> **REQUIREMENTS**
Extract every line below that contains the string "blazer", copying each one in full; matches must agree in case.

> **RAW RECORDS**
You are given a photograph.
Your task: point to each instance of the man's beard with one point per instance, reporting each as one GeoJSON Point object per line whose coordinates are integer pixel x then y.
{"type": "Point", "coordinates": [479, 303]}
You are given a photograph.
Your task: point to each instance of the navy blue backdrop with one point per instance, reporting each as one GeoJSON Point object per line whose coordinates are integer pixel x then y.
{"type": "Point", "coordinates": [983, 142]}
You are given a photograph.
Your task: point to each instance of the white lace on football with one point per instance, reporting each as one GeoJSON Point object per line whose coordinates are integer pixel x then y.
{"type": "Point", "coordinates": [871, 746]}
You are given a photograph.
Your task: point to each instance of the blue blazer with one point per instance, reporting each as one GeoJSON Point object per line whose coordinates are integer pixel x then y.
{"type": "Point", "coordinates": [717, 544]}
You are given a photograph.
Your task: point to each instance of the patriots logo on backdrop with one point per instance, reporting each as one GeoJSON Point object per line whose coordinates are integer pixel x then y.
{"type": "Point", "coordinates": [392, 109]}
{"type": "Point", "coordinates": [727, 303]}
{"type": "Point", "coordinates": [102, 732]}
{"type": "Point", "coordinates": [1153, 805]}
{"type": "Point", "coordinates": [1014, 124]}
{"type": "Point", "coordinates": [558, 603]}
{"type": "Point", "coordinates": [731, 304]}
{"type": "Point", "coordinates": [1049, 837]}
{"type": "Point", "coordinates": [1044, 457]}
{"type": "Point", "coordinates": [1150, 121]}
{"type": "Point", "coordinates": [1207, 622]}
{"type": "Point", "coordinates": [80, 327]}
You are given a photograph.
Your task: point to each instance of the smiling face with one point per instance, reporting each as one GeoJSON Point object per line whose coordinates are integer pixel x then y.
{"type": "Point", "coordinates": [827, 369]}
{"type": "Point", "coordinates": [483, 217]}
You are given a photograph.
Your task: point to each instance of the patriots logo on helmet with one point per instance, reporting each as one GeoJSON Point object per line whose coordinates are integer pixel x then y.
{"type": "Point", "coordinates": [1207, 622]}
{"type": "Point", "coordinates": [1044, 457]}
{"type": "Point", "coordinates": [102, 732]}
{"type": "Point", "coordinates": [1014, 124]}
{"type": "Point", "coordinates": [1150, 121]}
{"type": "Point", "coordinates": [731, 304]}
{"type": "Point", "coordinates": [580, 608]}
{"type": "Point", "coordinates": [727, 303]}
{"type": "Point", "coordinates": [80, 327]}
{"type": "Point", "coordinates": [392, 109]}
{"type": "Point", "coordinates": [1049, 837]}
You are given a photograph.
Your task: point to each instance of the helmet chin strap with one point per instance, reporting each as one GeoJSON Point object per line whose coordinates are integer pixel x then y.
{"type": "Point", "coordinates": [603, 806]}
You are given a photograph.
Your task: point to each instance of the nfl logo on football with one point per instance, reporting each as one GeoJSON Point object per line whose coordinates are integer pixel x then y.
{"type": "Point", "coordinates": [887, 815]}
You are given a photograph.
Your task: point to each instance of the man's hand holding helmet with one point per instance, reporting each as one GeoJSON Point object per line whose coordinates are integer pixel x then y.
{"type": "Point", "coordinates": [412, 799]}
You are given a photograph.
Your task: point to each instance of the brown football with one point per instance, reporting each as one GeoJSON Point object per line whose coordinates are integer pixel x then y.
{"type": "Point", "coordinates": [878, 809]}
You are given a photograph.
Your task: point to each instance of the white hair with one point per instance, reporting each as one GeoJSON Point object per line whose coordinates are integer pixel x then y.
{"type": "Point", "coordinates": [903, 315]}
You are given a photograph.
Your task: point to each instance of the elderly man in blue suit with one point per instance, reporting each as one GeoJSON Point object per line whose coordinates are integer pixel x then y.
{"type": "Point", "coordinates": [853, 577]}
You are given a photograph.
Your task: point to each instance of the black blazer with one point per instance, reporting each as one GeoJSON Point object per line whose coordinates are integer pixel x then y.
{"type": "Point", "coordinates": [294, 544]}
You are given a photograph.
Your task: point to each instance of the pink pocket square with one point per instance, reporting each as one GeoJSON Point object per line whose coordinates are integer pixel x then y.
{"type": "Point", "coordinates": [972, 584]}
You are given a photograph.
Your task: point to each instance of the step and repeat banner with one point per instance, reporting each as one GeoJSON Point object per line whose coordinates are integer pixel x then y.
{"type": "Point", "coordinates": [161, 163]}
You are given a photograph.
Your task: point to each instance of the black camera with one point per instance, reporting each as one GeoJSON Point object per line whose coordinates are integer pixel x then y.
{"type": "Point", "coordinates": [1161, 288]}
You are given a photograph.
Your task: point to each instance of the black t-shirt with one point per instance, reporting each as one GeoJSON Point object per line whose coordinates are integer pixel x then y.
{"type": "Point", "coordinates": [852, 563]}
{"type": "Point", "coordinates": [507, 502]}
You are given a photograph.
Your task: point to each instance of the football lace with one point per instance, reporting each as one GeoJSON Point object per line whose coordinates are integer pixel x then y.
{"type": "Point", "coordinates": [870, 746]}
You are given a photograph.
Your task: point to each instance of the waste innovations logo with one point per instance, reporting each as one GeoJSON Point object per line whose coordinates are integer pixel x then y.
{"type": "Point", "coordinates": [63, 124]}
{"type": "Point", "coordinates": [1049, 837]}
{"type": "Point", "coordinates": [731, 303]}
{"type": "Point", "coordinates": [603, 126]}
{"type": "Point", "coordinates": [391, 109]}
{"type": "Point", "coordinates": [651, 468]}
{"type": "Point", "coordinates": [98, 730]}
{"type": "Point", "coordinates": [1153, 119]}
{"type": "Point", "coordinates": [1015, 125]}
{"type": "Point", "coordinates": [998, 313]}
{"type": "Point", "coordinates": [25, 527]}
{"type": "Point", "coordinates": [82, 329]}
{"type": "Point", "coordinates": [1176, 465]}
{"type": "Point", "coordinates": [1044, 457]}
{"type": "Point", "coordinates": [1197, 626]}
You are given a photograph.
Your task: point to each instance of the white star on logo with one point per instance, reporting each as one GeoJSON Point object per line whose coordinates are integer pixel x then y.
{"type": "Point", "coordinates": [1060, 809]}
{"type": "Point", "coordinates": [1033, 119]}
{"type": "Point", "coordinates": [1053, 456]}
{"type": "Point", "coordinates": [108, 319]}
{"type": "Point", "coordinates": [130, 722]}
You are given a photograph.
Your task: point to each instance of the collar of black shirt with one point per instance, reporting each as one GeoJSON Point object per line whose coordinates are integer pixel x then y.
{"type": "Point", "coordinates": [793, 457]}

> **ANSWER TO THIS EXERCISE**
Your task: point to each instance of the blue blazer with one point per instance, reporting each as one GeoJSON Point object per line whose coordinates are integer pixel x then y.
Your task: point to each instance of the black blazer with one point per instance, reporting each as one GeoJSON Point object per line whose coordinates are integer pixel x then y.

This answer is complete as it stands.